_To-do list_
• 1. In the Autosleeper electrics thread, reproduce everything from "If it makes" down to "Isn't life great!!", substituting "starter motor" for "alternator".
• 2. According to the Autosleeper electrics thread, how many fuses are on the control board that 98740 describes?
• 3. Write the next post in the Autosleeper electrics thread, following on from its final message.

# Autosleeper electrics



## 98740 (Apr 18, 2006)

The internal electrics on my (old) Autosleeper have stopped working. The hook-up still works, which powers a 240 volt socket, it's the stuff that runs on 12 volt that has given up. The control panel offers no clues. The fuses all look OK, as do the vehicle fuses. Any suggestions about what to look for? Is there a master fuse somewhere hidden away?

All suggestions gratefuly received.


----------



## 88724 (May 9, 2005)

Hi Broc

Main Leisure battery fuse, by the battery


----------



## danielf (May 11, 2005)

Hi,

on my rambler there were, before I rewired it to make it work better!! , A pair of large rated fuses, one in line coming from the main battery, and one coming from the leisure battery.

Hope that helps,

Daniel.


----------



## spykal (May 9, 2005)

Hi Brocksman

I agree with the previous posters so check the inline fuse at the battery first but my son has a 1989 AS rapport and had a problem like that ..it fooled us for quite a while...the fuses on his Zig panel are this type:-










They are fitted into screw type holders on the face of the panel

With a visual examination the fuse looked just fine ...a test with a meter eventually led me back to the fuse which although it looked OK was not connecting....a new fuse and all was OK.

mike


----------



## 98740 (Apr 18, 2006)

There is an in-line fuse at the battery. I put a meter on it, and there is current from the battery terminal to the far side of the fuse. 

At the other end is a control board with six fuses, all test OK, although when I checked yesterday the fridge fuse had blown and I replaced it. There doesn't seem to be any power getting as far as that board.

Any more suggestions?


----------



## 88724 (May 9, 2005)

Hi

I think it is unlikely that you measured current accross the Fuse, resistance maybe?

If that fuse is ok the the wire connecting it to the board is next in line and only possibility left .

I am assuming that you have checked leisure battery Voltage?


----------



## 88944 (May 10, 2005)

*Autosleeper electrics.*

If it makes you feel any better, my brand new (March 06) Autosleepers electrics stopped working on it's first outing. They replaced the whole RCD box to solve it. It still keeps tripping out and blowing fuses.

Then the battery warning light came on on the instrument display, so Peugeot at Clerkenleap, Worcester had it in to replace the alternator. They replaced the alternator and then crashed the motorhome whilst manouvering it around the workshop.

Isn't life great!!

It is a nice motorhome though.

Regards,

Ian.


----------



## 98740 (Apr 18, 2006)

Maybe they don't build Autosleepers like they used to. This is the first time in 18 years we've had any problem with the electrics.

_Stored data_
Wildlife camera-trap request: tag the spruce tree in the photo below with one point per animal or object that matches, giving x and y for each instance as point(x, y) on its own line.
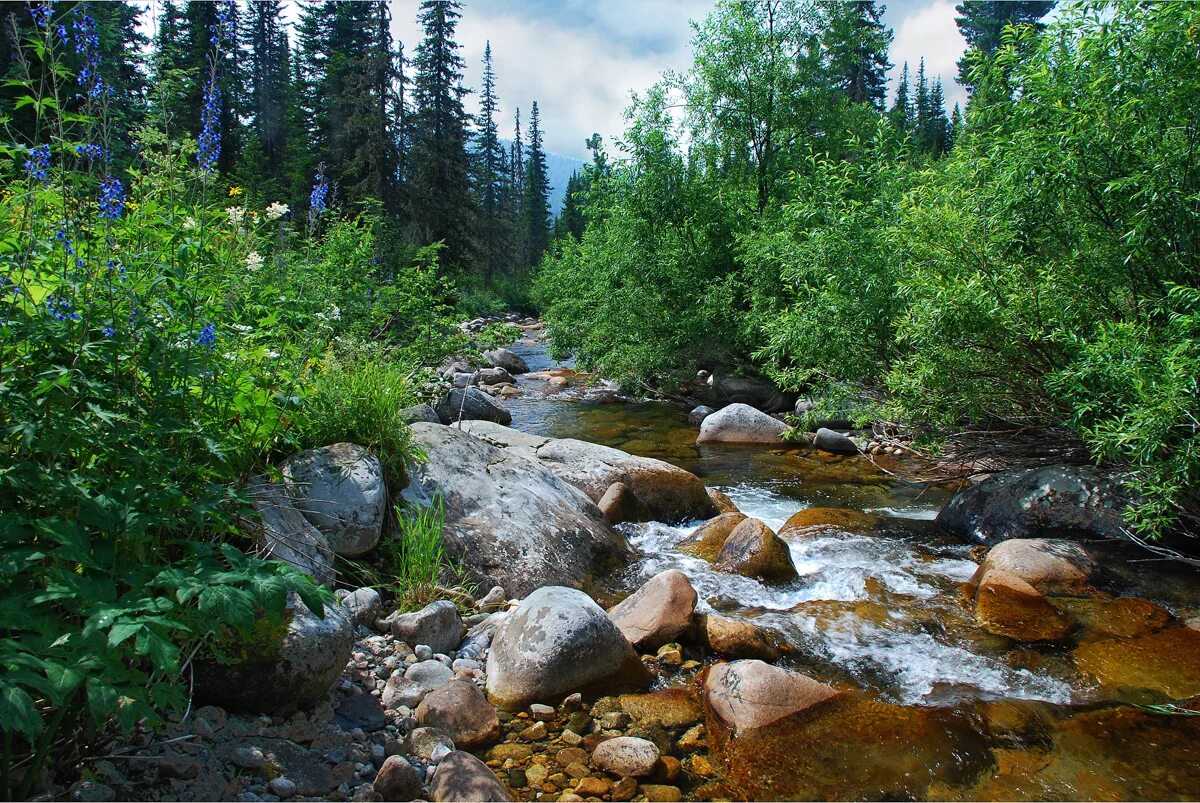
point(537, 193)
point(982, 23)
point(443, 207)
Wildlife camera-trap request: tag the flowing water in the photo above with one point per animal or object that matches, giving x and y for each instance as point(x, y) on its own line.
point(877, 611)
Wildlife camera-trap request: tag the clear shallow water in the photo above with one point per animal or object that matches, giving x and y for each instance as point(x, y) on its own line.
point(877, 612)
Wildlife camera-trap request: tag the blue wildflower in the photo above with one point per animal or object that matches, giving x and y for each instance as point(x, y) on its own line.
point(208, 337)
point(319, 197)
point(41, 13)
point(39, 163)
point(112, 197)
point(209, 139)
point(60, 309)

_Answers to the tasks_
• 1.
If it makes you feel any better, my brand new (March 06) Autosleepers electrics stopped working on it's first outing. They replaced the whole RCD box to solve it. It still keeps tripping out and blowing fuses.

Then the battery warning light came on on the instrument display, so Peugeot at Clerkenleap, Worcester had it in to replace the starter motor. They replaced the starter motor and then crashed the motorhome whilst manouvering it around the workshop.

Isn't life great!!

• 2. Six.

• 3.
Looks like I'll have to try to trace that cable. This van has only a single battery, and it's on top. I wonder if there could be a problem in the fuse board. It looks a bit complicated...


----------



## annetony (May 1, 2005)

Hi, we have a problem with our 12v electrics, in as nothing works, checked all fuses ect, when we plug into mains nothing works either, the battery charging light is on, could it be the battery and can anyone tell me the average lifespan of leisure battery, we use our van as our daily vehicle and have only just been away for a week in April and everything was working ok then, also just in case we have to replace the battery can anyone reccomend a really good one, we have only just been motorhoming for a year and are a bit green, thanks in advance for any help to solving problem.
annetony :? :? :?  :letitallout:


----------



## 96088 (Aug 22, 2005)

Have you got a multimeter?

If not, get one.

Take a volt reading on your leisure battery while the vehicle is connected to 220V. Note this reading down.

Leave it hooked up overnight and in the morning take it off hook up and measure the voltage on the battery. Note this reading down

24 hours later take another voltage reading off your battery (do not use in the meantime). Note this reading down.

Post the 3 readings on this thread and somebody a lot cleverer than I are bound sure to come up with some suggestions


----------



## ingram (May 12, 2005)

BROCSMAN said:


> There is an in-line fuse at the battery. I put a meter on it, and there is current from the battery terminal to the far side of the fuse.


What exactly have you measured? If you used an ammeter across the fuse then you would have measured a current even if the fuse was blown .......because you have completed a circuit with the ammeter.

If you were using a voltmeter and measured as you say, you would get a 0v reading if the fuse was good and possibly a + voltage if the fuse was blown.

Have you removed the fuse and checked it's resistance?

Harvey


----------



## annetony (May 1, 2005)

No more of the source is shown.